Entries from a point annotation set
※

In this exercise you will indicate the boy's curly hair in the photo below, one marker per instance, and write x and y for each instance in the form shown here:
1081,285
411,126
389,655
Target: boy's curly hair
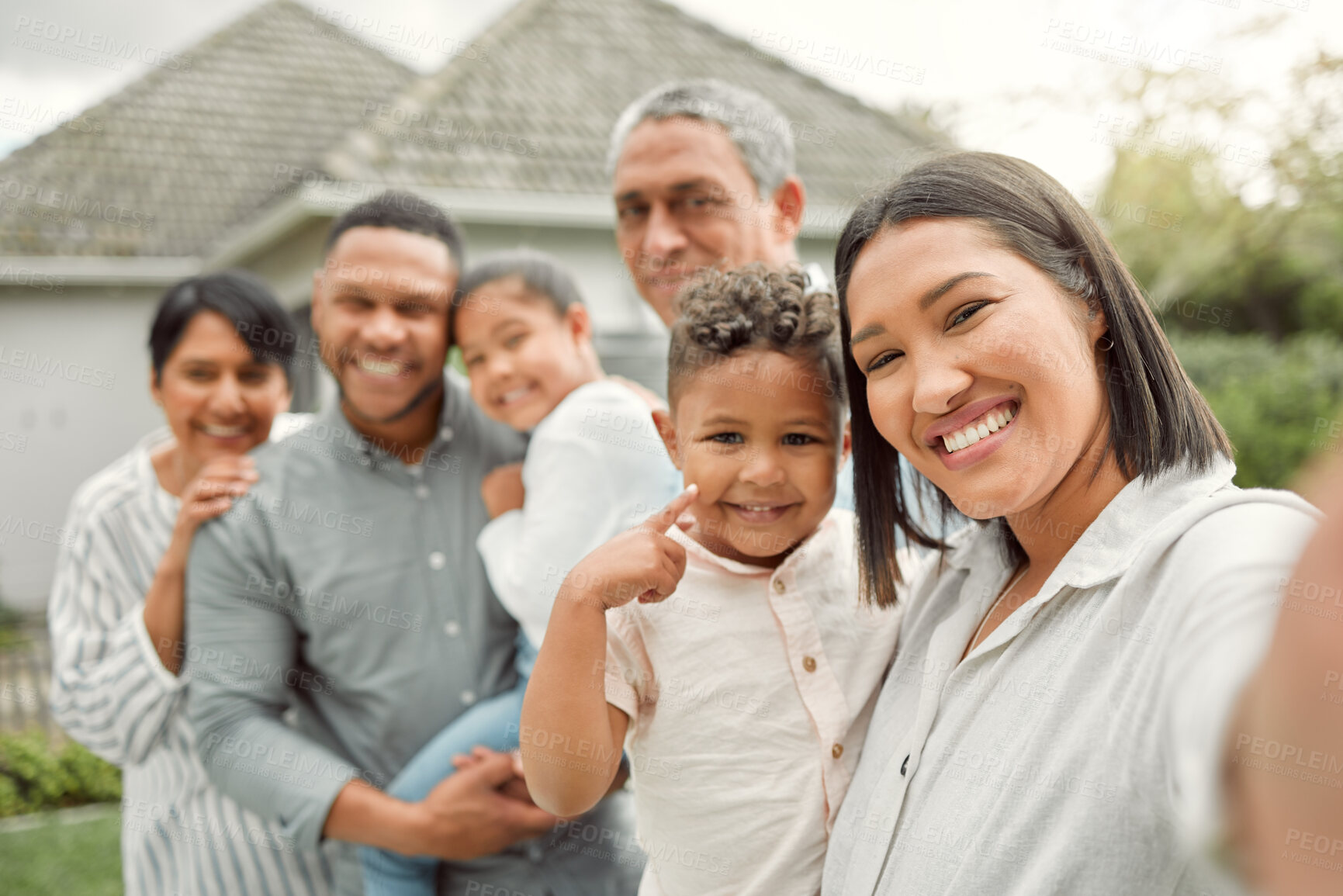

※

Rewrite the items above with every instance of "curly" swapped for "wavy" and nothing else altered. Omit the pictures from your output.

RIGHT ANSWER
In this exercise you will indicate the boy's wavy hair in the photo below, one marker per instance, and write x and y for each instance in the form shown here:
1081,285
411,126
389,655
Target: boy's wavy hair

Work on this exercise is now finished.